- **What to do**
Range to reproduce from the entries below: the line with "The component shall point out each instance of the wall", the line with "The component shall point out each instance of the leafy", and every line in between. Give them exactly and give nothing else.

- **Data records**
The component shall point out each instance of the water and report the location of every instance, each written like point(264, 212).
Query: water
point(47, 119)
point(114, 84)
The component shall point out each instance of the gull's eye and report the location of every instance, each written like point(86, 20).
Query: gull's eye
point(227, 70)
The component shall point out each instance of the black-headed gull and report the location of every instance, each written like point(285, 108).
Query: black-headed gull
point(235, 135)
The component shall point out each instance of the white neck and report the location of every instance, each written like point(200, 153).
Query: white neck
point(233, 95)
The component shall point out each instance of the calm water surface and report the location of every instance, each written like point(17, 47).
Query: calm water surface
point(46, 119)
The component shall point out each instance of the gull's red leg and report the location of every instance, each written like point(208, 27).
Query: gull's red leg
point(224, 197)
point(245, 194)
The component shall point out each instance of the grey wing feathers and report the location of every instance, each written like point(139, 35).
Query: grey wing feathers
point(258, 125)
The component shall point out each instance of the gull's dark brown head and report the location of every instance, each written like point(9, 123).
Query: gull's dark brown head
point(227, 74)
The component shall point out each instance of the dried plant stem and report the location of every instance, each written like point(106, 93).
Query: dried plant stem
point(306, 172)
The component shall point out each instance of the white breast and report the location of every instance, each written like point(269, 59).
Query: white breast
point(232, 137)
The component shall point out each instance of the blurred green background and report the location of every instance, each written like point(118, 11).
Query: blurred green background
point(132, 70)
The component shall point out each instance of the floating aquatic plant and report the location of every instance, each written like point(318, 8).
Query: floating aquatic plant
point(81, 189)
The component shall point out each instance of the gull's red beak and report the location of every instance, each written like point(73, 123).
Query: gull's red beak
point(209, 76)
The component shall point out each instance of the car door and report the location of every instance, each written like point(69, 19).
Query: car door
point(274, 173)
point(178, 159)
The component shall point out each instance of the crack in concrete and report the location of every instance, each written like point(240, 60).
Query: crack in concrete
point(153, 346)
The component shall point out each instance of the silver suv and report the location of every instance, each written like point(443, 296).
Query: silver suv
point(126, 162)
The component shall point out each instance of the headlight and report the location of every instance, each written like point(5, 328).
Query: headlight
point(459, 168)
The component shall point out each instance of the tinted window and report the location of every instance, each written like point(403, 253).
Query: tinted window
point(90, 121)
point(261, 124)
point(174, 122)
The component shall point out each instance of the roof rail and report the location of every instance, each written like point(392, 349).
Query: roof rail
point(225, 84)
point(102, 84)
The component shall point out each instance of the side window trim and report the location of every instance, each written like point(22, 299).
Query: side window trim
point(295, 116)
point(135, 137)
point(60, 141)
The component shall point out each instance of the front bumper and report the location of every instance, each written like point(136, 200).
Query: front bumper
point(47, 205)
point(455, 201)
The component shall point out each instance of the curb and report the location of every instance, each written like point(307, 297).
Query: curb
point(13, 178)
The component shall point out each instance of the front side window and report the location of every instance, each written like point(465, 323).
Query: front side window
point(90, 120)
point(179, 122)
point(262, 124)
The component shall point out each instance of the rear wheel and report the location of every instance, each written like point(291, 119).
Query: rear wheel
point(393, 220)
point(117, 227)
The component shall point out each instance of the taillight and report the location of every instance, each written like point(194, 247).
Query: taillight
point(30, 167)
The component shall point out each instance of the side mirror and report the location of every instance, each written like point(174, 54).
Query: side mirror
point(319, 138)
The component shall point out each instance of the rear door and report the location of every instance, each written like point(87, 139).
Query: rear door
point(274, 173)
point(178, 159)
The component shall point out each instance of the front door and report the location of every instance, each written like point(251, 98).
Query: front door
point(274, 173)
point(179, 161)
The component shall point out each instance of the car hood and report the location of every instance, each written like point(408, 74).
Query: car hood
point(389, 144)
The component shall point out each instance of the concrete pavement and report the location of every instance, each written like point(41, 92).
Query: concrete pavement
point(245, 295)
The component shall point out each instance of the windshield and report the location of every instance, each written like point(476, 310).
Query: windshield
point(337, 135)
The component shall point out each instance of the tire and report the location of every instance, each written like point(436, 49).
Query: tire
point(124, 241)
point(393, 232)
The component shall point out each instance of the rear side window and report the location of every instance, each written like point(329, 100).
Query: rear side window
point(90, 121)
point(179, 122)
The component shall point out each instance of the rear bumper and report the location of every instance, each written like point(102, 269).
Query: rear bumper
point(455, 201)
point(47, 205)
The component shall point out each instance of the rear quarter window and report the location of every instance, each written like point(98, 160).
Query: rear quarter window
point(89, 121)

* * *

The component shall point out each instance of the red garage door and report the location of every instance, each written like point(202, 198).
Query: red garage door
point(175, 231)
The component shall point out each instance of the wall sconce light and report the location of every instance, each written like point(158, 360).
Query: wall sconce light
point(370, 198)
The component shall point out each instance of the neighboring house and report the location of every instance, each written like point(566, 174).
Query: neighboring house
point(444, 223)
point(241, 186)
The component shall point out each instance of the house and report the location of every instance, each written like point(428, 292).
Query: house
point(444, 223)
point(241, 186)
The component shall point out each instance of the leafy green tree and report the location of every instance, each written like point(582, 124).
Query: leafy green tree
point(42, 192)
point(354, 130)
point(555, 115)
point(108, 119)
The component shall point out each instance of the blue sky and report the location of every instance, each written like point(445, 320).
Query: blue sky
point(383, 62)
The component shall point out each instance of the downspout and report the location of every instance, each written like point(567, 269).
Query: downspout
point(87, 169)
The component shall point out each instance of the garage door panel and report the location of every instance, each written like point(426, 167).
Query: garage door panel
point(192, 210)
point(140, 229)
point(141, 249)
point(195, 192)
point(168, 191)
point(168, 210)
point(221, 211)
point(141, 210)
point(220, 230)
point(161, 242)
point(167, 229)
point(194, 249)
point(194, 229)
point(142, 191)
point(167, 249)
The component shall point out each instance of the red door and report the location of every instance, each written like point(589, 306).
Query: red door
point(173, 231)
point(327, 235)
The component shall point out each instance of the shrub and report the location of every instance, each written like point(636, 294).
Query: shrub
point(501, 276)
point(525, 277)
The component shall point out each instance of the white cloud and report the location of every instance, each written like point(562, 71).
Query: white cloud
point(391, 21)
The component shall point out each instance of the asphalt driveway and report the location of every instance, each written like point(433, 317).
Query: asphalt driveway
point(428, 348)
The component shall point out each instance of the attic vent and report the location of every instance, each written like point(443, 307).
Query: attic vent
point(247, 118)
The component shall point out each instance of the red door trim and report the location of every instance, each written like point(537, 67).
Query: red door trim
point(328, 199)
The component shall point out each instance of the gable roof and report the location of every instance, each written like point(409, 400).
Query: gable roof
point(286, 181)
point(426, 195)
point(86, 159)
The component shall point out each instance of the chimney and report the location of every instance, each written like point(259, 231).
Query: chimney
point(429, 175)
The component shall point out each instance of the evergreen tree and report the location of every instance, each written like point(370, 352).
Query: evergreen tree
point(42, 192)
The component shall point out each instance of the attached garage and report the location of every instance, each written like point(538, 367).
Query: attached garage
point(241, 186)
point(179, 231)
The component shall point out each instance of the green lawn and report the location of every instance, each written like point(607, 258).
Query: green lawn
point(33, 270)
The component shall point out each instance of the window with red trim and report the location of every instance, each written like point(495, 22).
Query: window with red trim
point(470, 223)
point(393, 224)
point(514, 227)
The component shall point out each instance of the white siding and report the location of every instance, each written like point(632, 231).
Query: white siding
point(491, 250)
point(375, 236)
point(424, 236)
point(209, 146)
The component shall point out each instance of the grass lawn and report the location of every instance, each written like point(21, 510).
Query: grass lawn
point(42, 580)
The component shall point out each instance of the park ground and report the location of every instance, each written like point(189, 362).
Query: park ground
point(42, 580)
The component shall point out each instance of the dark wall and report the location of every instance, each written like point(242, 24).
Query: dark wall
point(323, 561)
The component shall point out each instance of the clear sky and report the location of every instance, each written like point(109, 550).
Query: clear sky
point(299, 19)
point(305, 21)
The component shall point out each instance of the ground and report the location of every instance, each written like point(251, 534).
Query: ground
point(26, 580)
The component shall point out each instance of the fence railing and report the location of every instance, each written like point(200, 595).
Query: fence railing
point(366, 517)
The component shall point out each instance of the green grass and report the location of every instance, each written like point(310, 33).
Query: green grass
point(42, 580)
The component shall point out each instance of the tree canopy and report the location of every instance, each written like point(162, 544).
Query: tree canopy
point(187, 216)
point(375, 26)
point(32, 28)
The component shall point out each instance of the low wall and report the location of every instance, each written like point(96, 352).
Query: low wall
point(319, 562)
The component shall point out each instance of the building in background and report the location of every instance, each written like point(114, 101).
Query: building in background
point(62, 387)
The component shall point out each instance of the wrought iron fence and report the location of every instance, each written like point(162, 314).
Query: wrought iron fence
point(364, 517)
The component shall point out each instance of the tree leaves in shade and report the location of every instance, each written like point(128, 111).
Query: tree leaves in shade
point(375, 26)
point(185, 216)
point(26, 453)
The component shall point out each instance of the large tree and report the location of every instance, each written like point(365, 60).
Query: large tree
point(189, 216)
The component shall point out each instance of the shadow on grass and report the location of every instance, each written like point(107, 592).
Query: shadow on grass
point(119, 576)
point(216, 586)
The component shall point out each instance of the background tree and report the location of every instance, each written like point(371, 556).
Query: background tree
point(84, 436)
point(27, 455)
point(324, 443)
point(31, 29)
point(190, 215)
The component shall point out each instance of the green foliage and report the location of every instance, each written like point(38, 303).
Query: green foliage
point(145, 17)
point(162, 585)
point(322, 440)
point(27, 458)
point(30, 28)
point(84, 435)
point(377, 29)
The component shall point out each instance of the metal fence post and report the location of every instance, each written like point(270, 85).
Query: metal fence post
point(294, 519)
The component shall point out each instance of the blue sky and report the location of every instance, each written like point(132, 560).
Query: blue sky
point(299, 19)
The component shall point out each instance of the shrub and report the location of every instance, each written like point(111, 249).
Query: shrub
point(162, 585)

- **Response**
The component shall point out each instance of the wall sconce light and report the location of every instance, each written like point(158, 360).
Query: wall sconce light
point(370, 198)
The component shall point out each instance of the neighboring house and report the location of every instance, each written like point(566, 174).
Query: neighboring house
point(444, 223)
point(241, 186)
The component shall point out each instance of the house and report the location of every instance, each written like point(428, 292).
Query: house
point(444, 223)
point(241, 186)
The component shall point out each instance of the leafy green tree and report the location of every instance, each written like point(582, 124).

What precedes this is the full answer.